* _EXTRAIT CHOISI_:
════

Les conditions de travail semblent particulièrement dures pour ces ouvriers. Pouvez-vous nous parler des conséquences pour leur santé ?
La cadence de la chaîne est telle que c’est sur l’ensemble du corps que les conséquence se font ressentir : épaules foutues, coudes raides, dos cassés, bras musclés... mais devenus incapables de soulever un pack d’eau à 50 ans ! Doigts perclus d’arthrite, quand ils n’ont pas été arrachés ou coupés par les machines, entailles de couteau dans la cuisse, dans le ventre ou même juste au-dessous du cœur... Sans oublier la nervosité et l’agressivité ramenées à la maison. Voilà ce que l’on a vu.
On peut aussi donner des chiffres officiels pour avoir une vue d’ensemble. Chaque année, sur 1 000 salariés travaillant dans un abattoir industriel comme celui où nous avons tourné, il y a 270 accidents du travail, 9 fois plus qu’en moyenne chez les salariés tous métiers confondus. Concernant les maladies professionnelles, les données sont plus saisissantes encore : on compte 70 maladies professionnelles par an, 25 fois plus en moyenne que chez les salariés tous métiers confondus.

════

* _JEU DE DONNÉES_:

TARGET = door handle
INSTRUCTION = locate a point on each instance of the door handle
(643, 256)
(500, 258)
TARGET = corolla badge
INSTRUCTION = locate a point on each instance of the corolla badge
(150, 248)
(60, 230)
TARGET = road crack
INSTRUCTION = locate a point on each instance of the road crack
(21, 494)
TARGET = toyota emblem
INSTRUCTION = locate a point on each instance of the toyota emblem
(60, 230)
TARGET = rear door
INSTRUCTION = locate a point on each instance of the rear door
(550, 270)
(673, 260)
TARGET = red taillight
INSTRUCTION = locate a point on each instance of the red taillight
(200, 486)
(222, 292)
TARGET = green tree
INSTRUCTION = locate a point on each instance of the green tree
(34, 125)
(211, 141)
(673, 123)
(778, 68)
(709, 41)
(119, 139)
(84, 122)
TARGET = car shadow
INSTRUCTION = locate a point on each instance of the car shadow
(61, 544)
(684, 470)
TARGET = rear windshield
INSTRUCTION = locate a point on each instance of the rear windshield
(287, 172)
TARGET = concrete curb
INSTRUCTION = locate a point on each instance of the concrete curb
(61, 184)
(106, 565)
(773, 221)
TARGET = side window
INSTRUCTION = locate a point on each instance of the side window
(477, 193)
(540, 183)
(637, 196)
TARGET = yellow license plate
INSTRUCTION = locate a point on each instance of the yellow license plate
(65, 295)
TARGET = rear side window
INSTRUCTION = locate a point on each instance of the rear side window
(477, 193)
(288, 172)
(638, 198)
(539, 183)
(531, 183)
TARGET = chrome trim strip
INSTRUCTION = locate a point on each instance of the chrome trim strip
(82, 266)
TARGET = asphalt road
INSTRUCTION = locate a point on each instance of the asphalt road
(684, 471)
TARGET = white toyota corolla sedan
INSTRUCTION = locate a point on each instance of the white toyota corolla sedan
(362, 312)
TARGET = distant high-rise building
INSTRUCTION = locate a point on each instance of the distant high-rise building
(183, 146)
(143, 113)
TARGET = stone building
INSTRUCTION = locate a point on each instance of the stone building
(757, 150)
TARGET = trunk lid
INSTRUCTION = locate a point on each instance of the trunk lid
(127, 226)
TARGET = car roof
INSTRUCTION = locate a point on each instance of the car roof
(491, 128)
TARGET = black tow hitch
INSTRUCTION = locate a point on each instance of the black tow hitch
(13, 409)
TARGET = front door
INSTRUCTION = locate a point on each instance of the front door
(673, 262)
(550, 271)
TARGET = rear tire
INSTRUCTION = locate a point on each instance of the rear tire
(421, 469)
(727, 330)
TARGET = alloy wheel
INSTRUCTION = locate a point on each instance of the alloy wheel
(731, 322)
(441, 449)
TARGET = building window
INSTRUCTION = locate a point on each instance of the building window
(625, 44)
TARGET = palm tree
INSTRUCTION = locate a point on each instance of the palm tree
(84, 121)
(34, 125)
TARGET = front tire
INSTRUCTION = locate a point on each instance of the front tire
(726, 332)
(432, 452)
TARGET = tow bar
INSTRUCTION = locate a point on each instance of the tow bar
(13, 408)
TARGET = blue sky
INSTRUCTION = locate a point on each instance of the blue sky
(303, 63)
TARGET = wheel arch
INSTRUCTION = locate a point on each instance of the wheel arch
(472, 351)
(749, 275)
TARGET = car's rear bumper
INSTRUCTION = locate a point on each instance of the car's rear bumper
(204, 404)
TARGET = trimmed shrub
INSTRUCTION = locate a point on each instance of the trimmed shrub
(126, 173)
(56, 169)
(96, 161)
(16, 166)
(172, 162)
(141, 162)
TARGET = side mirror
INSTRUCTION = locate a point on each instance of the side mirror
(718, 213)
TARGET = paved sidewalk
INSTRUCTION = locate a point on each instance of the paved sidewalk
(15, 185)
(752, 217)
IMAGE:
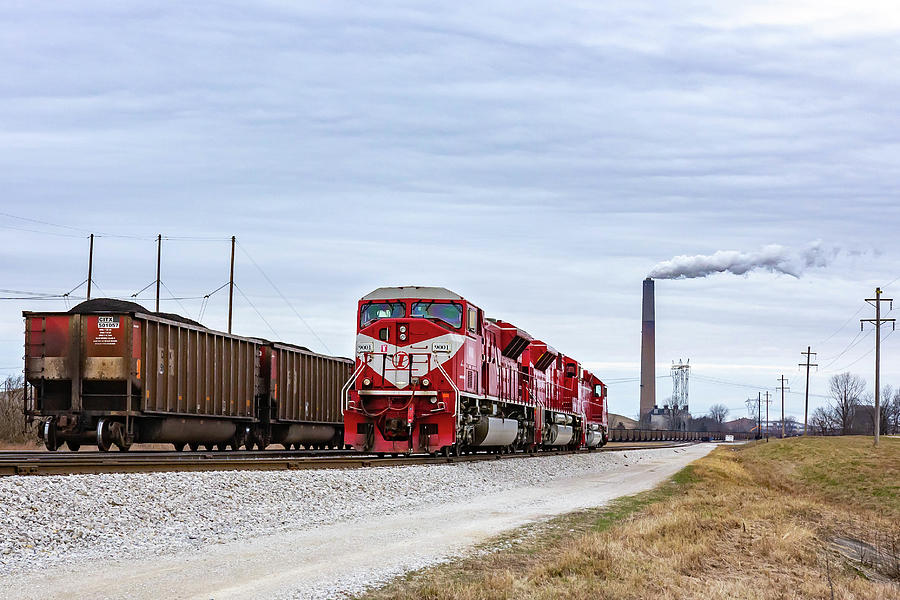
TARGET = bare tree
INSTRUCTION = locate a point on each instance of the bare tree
(790, 425)
(718, 412)
(892, 405)
(846, 390)
(822, 420)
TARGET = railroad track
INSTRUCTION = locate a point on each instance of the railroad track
(66, 463)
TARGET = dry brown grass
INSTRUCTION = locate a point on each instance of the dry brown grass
(750, 522)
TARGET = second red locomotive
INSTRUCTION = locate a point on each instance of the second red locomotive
(434, 375)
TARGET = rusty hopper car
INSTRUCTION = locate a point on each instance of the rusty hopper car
(112, 373)
(302, 397)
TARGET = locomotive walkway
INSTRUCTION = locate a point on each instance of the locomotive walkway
(69, 463)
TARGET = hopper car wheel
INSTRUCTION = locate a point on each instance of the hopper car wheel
(49, 435)
(104, 441)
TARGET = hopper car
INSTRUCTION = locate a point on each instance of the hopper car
(111, 373)
(433, 374)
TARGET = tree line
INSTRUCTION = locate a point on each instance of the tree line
(851, 410)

════

* _CE QU'IL FAUT_:
Écrivez la suite du texte sur la santé des ouvriers d'abattoir, à partir de sa dernière phrase. Le matériel ci-dessus vient d'une autre source.

* _VOTRE RÉPONSE_:
En fait, l’abattoir n’est qu’une loupe grossissante de tous les lieux industriels. Cette maltraitance est malheureusement très bien partagée entre tous les ouvriers, ceux du BTP, de l’industrie chimique, du secteur agricole,... ce qui fait 5 ou 6 millions de personnes. 5 ou 6 millions de personnes dont l’espérance de vie est plus courte que celle d’un cadre, 6 années et quelques mois de moins. 5 ou 6 millions de personnes qui à 45 ans ont un risque de mourir dans l’année 2,5 fois supérieur à celui d’un cadre.
On ne parle généralement des abattoirs que pour parler de la souffrance animale. Quel lien faites-vous entre cette question et le traitement réservé dans ces lieux aux hommes ?
Le lien est celui-ci : en limitant la souffrance faites aux hommes, on évite les cas de maltraitance animale. Cette réalité, même les parlementaires la reconnaissent. Du moins ceux de la commission d’enquête qui a été lancée suite aux images de violences faites aux animaux de l’association L214. Ils ont auditionné syndicalistes, ouvriers, patrons, sociologues, membres d’association de défense des animaux,... Tous ont fait ce lien entre les conditions de travail des ouvriers, la pénibilité de ce métier et les risques de maltraitance animale. Le député Olivier Falorni, rapporteur de cette commission, l’écrit dans ses conclusions : « bien-être humain et bien-être animal sont liés ».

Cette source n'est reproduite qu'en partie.